──────── Fragmento del documento ────────

En todo caso, es injusto reducir el lado espiritual de Harrison a una parodia. El guitarrista logró perfeccionar y profundizar en sí mismo, lo suficiente como para sobreponerse estoicamente al desenlace amoroso de la aventura de su mujer y su mejor amigo a pesar de una sucesión de hechos –que involucran a la pareja de Ringo y a la hermana pequeña de Boyd– de una sordidez y patetismo delirantes. Nunca se enfadó por lo ocurrido con ninguno. «Esos dos eran amiguísimos –dijo Boyd–. Y yo solo estaba en el medio».
Harrison obtuvo su revancha musical. Su disco en solitario «All Things Must Pass» vendió muchísimo más que cualquiera de los trabajos individuales del resto de compañeros.
No solo eso: ayudó a Ringo (el otro secundario) a lograr su «número uno» con «It Don’t Come Easy» sin querer aparecer en los créditos. Quizá se lo tomó como una recompensa karmática, aunque después de aquel no volviera a recibir tantas críticas positivas sino más bien condescendencia. Con el advenimiento del punk y la velocidad a la que se sucedían las olas musicales, no había cumplido 40 y ya se le veía como a un carcamal o una especie de «hippie» trasnochado. Harrison encontró la paz interior, eso sí, después de muchos años aquejado de esa ansiedad. Pocos sabían que el llamado «Beatle tranquilo» era, en realidad, el que más padecía. Hasta que, el 29 de noviembre de 2001, tras cuatro años de nuevos padecimientos, falleció víctima de un cáncer.

────────

#### Sobre el ejercicio
Reproduzca el fragmento sobre Harrison comenzando en "No solo eso: ayudó" y terminando en "de un cáncer.", y sustituya "carcamal" por "dinosaurio". Los ítems no guardan relación alguna con el fragmento sobre Harrison.

──────── Datos sin procesar ────────

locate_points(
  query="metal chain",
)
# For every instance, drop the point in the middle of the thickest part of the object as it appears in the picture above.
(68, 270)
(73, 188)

────────

#### Respuesta redactada
No solo eso: ayudó a Ringo (el otro secundario) a lograr su «número uno» con «It Don’t Come Easy» sin querer aparecer en los créditos. Quizá se lo tomó como una recompensa karmática, aunque después de aquel no volviera a recibir tantas críticas positivas sino más bien condescendencia. Con el advenimiento del punk y la velocidad a la que se sucedían las olas musicales, no había cumplido 40 y ya se le veía como a un dinosaurio o una especie de «hippie» trasnochado. Harrison encontró la paz interior, eso sí, después de muchos años aquejado de esa ansiedad. Pocos sabían que el llamado «Beatle tranquilo» era, en realidad, el que más padecía. Hasta que, el 29 de noviembre de 2001, tras cuatro años de nuevos padecimientos, falleció víctima de un cáncer.